Moderate exercise includes brisk walking, cycling, yoga or swimming.5

8 | Quit smoking

Smoking independently increases the risk of developing kidney disease and its progression to kidney failure.12 It does this by increasing inflammation, raising LDL cholesterol, increasing the production of AGEs and directly damaging kidney blood vessels.12 A study in people with type 1 diabetes found that smokers had a higher risk of kidney disease than non-smokers.15

The National Health Service (NHS) in England offers resources to help you quit smoking.

9 | Monitor your kidneys

Regular monitoring will help your doctors identify changes to your kidney function and start appropriate treatment promptly.9,10,11

Guidelines recommend checking your kidney function annually if you have type 2 diabetes or have had type 1 diabetes for more than ten years. You may need more frequent monitoring (every three to six months) if you have established kidney disease.9,11

Although long-standing diabetes increases the risk of kidney disease, not everyone with diabetes will develop it.

You can prevent it by implementing the steps shared in this post. If you already have kidney disease, implementing these steps can help preserve your kidney function or slow the progression to advanced kidney disease.

Tasks to carry out →
1. Please rewrite the paragraph of the kidney health text that begins "Smoking independently increases" as a short bulleted list that keeps its main facts.
2. List every example of moderate exercise that the kidney health text names.
3. Answer these questions from the kidney health text:
(a) Which group of people did the smoking study involve?
(b) What organization in England offers resources to help people quit smoking?
(c) How often do guidelines recommend checking kidney function for someone with type 2 diabetes?
The rows after this text are separate material and unrelated to it.

Data shown →
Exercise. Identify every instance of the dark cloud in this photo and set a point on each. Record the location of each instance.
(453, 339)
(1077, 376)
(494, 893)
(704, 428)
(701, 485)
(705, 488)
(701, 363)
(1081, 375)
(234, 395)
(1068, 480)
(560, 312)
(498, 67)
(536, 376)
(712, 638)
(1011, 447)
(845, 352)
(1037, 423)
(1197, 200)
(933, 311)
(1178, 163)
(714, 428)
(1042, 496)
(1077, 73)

Outputs in order →
1.
- Smoking on its own raises the risk of kidney disease and of its progression to kidney failure.
- It does this by increasing inflammation, raising LDL cholesterol, increasing AGE production and directly damaging kidney blood vessels.
- In a study of people with type 1 diabetes, smokers had a higher risk of kidney disease than non-smokers.

2.
- Brisk walking
- Cycling
- Yoga
- Swimming

3.
(a) People with type 1 diabetes.
(b) The National Health Service (NHS).
(c) Annually.